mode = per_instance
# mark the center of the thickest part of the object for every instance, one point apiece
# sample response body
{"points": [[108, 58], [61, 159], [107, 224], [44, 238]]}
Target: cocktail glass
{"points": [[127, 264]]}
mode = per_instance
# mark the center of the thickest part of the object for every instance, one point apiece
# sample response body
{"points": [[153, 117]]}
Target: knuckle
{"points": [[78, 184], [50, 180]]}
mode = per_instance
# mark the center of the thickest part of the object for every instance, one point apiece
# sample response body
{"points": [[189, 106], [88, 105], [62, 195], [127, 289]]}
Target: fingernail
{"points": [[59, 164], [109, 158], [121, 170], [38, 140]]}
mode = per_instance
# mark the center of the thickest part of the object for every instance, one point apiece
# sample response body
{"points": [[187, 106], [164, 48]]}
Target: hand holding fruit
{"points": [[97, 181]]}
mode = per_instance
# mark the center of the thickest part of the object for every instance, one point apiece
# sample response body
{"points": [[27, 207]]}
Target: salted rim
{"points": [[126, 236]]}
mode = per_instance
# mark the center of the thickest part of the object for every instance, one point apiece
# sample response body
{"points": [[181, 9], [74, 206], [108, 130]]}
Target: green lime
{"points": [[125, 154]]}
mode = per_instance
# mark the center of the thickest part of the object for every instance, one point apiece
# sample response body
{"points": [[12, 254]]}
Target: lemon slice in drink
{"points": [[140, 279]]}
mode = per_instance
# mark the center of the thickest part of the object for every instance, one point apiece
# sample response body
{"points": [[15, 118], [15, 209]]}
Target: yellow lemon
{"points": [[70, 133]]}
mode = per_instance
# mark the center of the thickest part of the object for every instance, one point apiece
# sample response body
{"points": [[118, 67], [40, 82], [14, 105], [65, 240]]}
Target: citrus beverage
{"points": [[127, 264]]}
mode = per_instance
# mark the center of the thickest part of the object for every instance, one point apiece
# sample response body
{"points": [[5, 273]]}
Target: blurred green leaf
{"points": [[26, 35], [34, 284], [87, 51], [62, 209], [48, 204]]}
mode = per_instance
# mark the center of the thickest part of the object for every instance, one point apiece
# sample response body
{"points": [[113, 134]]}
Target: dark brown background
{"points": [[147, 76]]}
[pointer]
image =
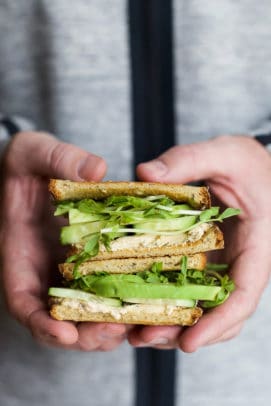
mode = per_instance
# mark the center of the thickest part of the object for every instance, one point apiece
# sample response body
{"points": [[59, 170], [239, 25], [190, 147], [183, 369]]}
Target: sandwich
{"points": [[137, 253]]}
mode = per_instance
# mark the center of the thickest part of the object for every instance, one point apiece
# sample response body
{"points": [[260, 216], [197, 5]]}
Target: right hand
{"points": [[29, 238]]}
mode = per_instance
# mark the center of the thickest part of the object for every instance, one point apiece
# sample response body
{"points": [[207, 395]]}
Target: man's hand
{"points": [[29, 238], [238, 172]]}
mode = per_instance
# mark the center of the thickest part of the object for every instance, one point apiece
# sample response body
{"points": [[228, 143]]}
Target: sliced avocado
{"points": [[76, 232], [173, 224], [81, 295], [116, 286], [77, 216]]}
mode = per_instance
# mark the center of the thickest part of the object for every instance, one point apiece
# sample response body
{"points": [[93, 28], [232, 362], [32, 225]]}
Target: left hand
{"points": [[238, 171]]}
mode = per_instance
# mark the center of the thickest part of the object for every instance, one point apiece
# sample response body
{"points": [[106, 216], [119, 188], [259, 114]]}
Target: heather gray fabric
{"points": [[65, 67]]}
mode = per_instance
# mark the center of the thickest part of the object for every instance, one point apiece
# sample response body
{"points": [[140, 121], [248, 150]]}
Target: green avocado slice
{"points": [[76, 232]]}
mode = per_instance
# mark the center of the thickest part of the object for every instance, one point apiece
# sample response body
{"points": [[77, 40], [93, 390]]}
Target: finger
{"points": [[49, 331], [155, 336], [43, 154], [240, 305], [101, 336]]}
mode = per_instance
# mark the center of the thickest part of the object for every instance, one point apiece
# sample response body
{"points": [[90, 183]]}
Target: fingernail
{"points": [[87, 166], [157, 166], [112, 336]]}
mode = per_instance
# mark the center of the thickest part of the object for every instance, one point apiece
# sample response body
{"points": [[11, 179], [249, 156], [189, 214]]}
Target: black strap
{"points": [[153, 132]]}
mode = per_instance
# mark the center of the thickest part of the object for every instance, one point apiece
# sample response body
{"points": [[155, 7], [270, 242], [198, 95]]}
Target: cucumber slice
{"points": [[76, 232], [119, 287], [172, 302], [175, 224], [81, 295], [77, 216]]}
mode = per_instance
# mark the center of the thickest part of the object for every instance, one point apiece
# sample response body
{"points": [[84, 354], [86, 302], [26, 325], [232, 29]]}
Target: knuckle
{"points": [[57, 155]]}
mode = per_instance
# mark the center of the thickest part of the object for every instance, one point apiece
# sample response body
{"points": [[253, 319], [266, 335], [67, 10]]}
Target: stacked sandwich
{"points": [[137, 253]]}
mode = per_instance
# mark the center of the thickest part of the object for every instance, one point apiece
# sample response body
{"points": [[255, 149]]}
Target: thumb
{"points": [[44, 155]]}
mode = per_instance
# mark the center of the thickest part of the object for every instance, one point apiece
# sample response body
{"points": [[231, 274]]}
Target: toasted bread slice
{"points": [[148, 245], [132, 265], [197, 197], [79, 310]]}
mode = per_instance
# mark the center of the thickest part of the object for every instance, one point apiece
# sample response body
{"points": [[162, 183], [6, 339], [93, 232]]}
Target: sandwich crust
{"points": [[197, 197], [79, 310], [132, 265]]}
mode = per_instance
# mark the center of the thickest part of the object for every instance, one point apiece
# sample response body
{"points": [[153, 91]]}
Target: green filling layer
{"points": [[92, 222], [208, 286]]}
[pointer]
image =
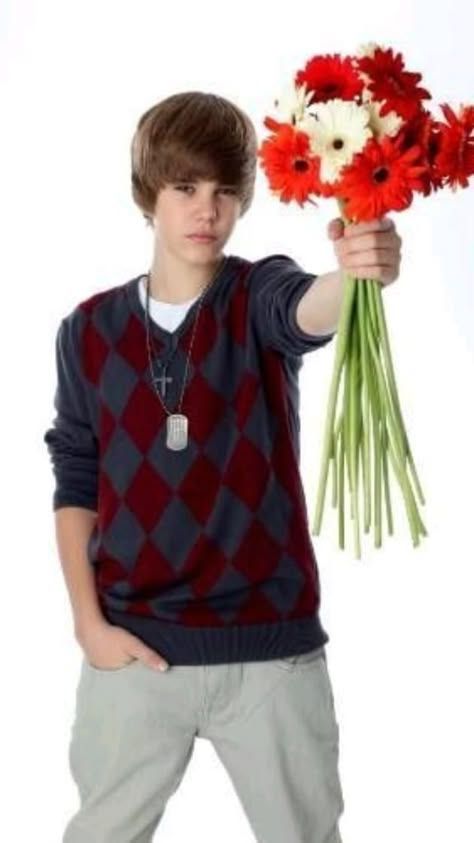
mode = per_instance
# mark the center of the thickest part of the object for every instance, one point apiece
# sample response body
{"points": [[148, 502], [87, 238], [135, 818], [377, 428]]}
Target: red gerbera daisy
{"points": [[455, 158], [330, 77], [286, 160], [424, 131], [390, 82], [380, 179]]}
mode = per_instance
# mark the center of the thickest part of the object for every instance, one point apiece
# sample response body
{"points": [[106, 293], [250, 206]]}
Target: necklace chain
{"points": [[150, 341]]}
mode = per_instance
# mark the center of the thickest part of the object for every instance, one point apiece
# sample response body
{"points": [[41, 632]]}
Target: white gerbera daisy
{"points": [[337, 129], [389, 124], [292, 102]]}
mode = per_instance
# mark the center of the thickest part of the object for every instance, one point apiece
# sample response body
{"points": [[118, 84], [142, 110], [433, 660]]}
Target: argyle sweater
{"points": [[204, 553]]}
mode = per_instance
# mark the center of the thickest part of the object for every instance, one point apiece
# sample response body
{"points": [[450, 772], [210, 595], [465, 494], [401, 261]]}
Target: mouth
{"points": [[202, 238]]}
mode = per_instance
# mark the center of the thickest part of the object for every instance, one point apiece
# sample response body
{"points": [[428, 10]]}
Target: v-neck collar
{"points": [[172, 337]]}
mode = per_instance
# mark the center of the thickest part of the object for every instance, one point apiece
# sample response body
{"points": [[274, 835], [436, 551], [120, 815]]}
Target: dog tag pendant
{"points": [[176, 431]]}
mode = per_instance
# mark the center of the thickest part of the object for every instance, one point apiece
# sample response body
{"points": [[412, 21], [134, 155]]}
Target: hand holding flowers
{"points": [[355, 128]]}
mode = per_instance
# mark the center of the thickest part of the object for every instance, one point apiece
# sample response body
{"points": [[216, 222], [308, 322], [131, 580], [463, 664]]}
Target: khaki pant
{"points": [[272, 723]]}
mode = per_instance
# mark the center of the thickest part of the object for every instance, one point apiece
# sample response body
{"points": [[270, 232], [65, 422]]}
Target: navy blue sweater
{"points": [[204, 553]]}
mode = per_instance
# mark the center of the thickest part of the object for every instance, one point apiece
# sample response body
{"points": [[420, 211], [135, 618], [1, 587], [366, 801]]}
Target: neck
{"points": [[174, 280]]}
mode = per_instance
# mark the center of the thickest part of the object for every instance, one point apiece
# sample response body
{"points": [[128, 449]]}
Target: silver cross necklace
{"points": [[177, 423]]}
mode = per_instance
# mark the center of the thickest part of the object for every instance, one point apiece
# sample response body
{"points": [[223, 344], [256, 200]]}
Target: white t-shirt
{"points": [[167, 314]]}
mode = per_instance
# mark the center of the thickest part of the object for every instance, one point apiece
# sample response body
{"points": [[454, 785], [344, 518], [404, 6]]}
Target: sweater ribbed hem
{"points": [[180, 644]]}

--------------------------------

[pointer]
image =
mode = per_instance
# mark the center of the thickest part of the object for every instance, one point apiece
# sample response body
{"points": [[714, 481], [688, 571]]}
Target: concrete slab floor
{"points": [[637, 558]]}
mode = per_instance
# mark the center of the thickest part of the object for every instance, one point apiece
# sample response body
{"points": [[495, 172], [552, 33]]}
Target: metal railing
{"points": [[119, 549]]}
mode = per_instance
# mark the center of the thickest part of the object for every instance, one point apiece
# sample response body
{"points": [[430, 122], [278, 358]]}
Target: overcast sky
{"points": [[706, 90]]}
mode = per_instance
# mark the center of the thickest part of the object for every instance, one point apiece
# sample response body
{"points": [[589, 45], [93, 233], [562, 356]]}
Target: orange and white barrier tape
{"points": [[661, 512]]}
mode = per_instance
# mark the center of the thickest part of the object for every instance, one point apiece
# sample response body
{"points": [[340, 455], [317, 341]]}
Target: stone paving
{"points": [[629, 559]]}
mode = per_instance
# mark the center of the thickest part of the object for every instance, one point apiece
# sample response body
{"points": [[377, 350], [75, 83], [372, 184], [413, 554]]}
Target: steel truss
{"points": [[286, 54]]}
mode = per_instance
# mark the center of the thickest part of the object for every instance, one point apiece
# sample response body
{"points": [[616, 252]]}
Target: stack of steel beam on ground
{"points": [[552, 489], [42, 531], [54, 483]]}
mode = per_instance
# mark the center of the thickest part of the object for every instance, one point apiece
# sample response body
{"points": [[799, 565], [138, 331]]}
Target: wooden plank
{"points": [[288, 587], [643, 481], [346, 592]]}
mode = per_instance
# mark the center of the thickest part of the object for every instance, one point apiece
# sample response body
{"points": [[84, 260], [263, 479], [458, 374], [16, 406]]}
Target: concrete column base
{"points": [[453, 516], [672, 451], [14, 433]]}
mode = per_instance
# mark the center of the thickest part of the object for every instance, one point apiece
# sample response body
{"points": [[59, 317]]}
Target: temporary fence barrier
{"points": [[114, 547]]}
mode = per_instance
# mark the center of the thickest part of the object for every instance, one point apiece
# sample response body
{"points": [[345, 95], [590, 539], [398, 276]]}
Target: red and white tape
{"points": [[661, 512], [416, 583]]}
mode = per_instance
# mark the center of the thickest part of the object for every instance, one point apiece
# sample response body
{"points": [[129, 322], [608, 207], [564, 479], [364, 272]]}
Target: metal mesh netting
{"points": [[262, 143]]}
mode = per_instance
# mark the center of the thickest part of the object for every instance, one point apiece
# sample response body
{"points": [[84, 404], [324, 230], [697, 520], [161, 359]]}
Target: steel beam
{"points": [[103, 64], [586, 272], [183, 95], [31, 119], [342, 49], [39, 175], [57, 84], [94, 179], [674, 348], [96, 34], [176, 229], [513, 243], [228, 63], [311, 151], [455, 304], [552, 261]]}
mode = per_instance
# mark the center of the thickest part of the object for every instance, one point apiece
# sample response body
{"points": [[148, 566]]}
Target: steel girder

--------------------------------

▸ Goal of the exercise
Count the lines of the data above that contain the string "hand", treating uppercase and lowercase as different. Give only the number.

▸ Exercise result
5